_Assigned task_.
In the records below, find the line that contains "point(158, 48)", then transcribe it and every later line exactly, stopping at the final line.

(Region pointing data)
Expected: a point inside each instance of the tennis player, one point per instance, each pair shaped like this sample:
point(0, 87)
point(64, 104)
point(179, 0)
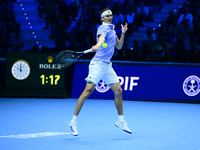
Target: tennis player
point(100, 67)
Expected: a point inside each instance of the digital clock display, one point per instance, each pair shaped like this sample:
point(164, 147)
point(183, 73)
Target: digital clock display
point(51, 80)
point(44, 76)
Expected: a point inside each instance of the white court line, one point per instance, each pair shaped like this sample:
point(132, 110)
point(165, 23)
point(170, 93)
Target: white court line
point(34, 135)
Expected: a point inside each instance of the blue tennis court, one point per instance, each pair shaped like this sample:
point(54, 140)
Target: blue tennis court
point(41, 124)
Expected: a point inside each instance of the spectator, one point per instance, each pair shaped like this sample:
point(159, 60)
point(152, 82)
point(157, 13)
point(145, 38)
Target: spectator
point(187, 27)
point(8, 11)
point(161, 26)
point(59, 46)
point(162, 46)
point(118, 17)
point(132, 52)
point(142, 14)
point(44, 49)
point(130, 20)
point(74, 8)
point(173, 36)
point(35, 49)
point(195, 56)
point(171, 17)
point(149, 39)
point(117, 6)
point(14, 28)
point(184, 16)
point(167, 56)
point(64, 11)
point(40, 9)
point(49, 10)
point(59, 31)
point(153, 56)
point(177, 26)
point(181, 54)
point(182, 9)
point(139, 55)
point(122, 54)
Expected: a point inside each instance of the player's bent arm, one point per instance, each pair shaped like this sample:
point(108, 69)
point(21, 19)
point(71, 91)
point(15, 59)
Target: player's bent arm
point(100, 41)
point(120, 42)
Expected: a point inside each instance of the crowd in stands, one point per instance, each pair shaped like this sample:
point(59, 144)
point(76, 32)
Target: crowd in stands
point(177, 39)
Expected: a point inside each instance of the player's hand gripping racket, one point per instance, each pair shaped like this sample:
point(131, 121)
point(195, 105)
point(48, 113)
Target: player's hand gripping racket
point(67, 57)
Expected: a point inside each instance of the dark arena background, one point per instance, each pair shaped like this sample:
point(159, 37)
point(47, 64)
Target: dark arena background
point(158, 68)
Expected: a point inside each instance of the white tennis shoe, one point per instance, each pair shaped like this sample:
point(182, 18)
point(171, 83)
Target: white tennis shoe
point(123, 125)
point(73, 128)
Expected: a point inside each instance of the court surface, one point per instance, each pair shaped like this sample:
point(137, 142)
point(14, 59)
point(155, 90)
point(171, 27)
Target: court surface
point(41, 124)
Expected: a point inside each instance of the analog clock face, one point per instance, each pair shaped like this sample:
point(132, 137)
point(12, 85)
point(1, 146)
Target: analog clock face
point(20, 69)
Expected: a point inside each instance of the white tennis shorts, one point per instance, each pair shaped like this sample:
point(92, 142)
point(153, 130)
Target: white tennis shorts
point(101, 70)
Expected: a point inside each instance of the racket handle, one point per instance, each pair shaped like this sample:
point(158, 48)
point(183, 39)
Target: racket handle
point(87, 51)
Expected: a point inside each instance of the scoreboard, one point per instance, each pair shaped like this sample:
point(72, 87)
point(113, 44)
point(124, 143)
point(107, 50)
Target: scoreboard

_Task response_.
point(158, 48)
point(183, 39)
Target: racket handle
point(87, 51)
Expected: a point inside each instance of the scoreboard, one point per instance, each pair shaped like this sample:
point(72, 87)
point(113, 44)
point(124, 143)
point(107, 50)
Target: scoreboard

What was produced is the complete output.